_Passage provided_.
<<<<

It wasn’t the way we had thought we would be spending our spring break last year as a family.
And yet there we were.
Soaking up time with my husband Michael’s father, my kids’ beloved Papa, as he spent his last few days on earth, following a shocking and fast-paced pancreatic cancer diagnosis just a couple of weeks before.
Jaundiced and gentle, Papa spent our days with him talking about memories from his childhood, his stint in the Navy, meeting my mother-in-law in college, funny moments from raising Michael. We laughed, chatted, celebrated my mother-in-law’s birthday, ate casserole after casserole delivered by their generous church family.
And it was exquisitely painful to be there.
I thought my heart would splinter into cruel shards, watching my children hug their grandfather, clasp his hands, listen to his stories, their eyes locked on his face, memorizing him anew. Some of them wouldn’t leave his side. Some would quietly exit from time to time and walk the block, the immediacy and protractedness of this grief stealing the air from the soul. One of the kids would often retreat to the couch and fall into a deep nap.
We were all very present for my father-in-law. It was a powerful, beautiful, agonizing time. And in some ways we were all hidden for my father-in-law. Because we wanted the days to be sweet. The conversations to be light. We didn’t want to burden him with our mourning. There would be time for that.
But for now, we danced a strange dance.
Saying goodbye in stages. Watching him whisper away before our eyes.
I wondered if I was exposing my kids too much to the beauty and the beast that is mortality. Their grandfather had been vibrant and the picture of health just a few short weeks before during the Thanksgiving and Christmas holidays. And in just a blip of time, he was now fading right before us. My dad had passed away two years before, in a flurry of medical error and crisis. Only one of my kids had been with me when I made the panicked trip north to see him, hope giving way to the realities of the ICU. So this sitting with death, staring it down, this strange terrain I was now trying to guide my children through with my father-in-law was a land I hadn’t experienced before, not like this. Now I was trying to navigate it real time, and it made me frantic to know if I was doing the right thing.

>>>>

_Information shown_.
<<<<

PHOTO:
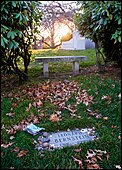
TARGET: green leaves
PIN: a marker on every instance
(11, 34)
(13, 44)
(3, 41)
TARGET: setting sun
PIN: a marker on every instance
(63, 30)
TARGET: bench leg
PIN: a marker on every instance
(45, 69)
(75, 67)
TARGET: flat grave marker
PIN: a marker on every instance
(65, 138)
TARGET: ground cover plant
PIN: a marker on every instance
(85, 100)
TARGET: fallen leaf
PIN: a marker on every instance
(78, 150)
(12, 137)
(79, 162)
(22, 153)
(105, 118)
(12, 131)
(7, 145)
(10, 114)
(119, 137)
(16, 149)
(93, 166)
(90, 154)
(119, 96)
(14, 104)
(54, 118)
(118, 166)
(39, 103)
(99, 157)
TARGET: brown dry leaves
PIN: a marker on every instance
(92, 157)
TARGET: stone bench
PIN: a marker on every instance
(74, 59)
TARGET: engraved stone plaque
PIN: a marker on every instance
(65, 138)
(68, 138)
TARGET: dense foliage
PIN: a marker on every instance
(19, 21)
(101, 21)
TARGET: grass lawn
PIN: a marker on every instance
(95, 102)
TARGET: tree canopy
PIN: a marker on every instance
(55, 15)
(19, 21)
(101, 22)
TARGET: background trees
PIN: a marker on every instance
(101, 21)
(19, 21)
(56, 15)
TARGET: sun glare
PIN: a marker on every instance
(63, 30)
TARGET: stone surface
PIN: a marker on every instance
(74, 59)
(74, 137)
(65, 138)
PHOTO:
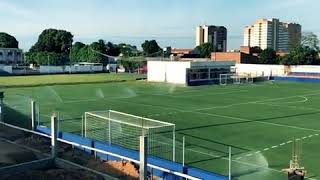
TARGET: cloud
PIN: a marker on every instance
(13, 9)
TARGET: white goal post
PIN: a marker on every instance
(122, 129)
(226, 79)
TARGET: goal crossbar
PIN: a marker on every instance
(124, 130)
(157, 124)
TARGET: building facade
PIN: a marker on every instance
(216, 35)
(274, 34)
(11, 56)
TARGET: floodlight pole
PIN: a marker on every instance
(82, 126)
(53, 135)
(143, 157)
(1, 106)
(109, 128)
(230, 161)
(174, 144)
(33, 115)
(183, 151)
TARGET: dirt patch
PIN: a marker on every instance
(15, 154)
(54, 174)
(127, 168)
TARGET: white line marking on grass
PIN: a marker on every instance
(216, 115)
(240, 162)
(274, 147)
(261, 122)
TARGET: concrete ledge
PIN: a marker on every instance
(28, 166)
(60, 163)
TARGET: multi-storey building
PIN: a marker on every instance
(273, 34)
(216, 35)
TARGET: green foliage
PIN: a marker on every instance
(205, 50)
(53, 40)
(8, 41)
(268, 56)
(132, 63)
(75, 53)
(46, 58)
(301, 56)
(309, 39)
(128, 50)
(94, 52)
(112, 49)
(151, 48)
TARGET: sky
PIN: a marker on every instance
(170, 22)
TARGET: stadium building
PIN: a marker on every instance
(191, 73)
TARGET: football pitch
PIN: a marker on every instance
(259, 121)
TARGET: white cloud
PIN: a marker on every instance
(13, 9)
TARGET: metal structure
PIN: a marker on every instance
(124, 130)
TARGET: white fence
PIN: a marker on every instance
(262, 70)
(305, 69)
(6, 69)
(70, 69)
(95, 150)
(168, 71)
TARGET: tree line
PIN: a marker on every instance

>>>>
<<<<

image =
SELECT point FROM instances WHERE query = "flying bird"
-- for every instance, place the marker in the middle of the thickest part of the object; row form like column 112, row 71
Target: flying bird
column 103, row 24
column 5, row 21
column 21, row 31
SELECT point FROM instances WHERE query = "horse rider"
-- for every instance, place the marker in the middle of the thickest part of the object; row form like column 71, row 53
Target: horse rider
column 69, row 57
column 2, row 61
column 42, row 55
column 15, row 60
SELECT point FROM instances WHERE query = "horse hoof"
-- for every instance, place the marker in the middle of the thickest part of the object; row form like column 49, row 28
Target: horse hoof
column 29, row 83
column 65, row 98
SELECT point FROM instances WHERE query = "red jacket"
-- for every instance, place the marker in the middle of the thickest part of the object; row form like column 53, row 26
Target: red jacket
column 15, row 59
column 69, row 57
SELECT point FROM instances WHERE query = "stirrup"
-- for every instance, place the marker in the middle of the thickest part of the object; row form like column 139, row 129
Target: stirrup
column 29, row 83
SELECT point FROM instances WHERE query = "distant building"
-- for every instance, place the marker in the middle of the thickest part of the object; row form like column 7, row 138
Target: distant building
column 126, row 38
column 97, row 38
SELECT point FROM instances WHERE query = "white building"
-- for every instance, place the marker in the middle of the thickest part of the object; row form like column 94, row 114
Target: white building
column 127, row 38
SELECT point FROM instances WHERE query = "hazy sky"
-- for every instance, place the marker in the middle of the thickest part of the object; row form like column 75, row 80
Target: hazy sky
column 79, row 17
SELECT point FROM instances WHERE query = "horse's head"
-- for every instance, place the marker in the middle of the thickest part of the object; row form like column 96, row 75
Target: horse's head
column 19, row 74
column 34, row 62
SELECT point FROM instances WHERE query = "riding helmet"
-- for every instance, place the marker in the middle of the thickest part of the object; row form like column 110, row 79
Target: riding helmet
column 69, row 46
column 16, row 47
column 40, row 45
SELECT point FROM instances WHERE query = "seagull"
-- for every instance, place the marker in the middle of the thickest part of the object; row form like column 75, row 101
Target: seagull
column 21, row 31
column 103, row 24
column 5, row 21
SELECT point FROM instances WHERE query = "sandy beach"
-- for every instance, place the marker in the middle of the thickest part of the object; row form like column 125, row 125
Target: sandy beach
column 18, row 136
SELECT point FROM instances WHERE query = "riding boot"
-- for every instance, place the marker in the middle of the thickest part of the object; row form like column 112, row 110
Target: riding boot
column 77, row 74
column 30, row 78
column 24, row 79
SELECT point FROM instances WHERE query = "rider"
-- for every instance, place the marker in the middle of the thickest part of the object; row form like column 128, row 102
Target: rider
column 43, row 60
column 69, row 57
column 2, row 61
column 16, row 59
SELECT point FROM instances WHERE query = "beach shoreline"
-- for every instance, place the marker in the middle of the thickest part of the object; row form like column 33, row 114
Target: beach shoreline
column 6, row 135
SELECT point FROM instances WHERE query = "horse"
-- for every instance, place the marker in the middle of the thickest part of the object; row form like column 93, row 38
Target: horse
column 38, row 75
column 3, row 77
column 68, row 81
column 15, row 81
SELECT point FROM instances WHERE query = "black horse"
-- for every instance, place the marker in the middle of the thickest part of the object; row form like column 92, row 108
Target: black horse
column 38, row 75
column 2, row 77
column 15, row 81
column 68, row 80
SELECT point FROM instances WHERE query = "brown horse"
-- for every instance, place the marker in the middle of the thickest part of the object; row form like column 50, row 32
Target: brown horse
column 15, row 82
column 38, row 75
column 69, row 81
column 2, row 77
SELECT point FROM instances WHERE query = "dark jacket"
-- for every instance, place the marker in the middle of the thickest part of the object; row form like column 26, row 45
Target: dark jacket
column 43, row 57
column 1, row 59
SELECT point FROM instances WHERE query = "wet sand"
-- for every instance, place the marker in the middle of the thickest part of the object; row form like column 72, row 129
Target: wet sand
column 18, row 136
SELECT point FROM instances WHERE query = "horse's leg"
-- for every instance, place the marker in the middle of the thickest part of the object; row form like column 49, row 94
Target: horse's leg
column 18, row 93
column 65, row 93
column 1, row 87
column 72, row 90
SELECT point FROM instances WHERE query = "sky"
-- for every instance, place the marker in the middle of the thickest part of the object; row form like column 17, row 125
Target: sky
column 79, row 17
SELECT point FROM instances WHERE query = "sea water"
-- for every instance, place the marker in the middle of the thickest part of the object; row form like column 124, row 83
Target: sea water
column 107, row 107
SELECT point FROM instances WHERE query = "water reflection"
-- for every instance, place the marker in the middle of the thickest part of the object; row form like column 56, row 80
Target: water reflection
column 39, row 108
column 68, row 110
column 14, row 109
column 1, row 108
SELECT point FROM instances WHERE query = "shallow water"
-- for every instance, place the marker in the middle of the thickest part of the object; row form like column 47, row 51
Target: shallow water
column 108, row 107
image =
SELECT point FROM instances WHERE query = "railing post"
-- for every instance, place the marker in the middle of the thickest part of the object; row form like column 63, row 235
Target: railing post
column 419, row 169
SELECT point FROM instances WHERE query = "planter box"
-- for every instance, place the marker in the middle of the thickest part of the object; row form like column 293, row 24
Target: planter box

>>>>

_Tasks to complete_.
**1)** Answer these questions using the passage about Papa's final days:
(a) What diagnosis did Papa receive a couple of weeks before his last days?
(b) Whose birthday did the family celebrate while staying with him?
(c) How long before had the narrator's dad passed away?
**2)** In the passage about Papa's final days, what topics did Papa talk about during the days the family spent with him? List all of them.
**3)** Rewrite everything in the passage about Papa's final days from "Jaundiced and gentle, Papa" down to "a deep nap.", changing "couch" to "sofa".

_Outputs in order_.
**1)**
(a) Pancreatic cancer.
(b) The narrator's mother-in-law's.
(c) Two years before.

**2)**
- Memories from his childhood
- His stint in the Navy
- Meeting the narrator's mother-in-law in college
- Funny moments from raising Michael

**3)**
Jaundiced and gentle, Papa spent our days with him talking about memories from his childhood, his stint in the Navy, meeting my mother-in-law in college, funny moments from raising Michael. We laughed, chatted, celebrated my mother-in-law’s birthday, ate casserole after casserole delivered by their generous church family.
And it was exquisitely painful to be there.
I thought my heart would splinter into cruel shards, watching my children hug their grandfather, clasp his hands, listen to his stories, their eyes locked on his face, memorizing him anew. Some of them wouldn’t leave his side. Some would quietly exit from time to time and walk the block, the immediacy and protractedness of this grief stealing the air from the soul. One of the kids would often retreat to the sofa and fall into a deep nap.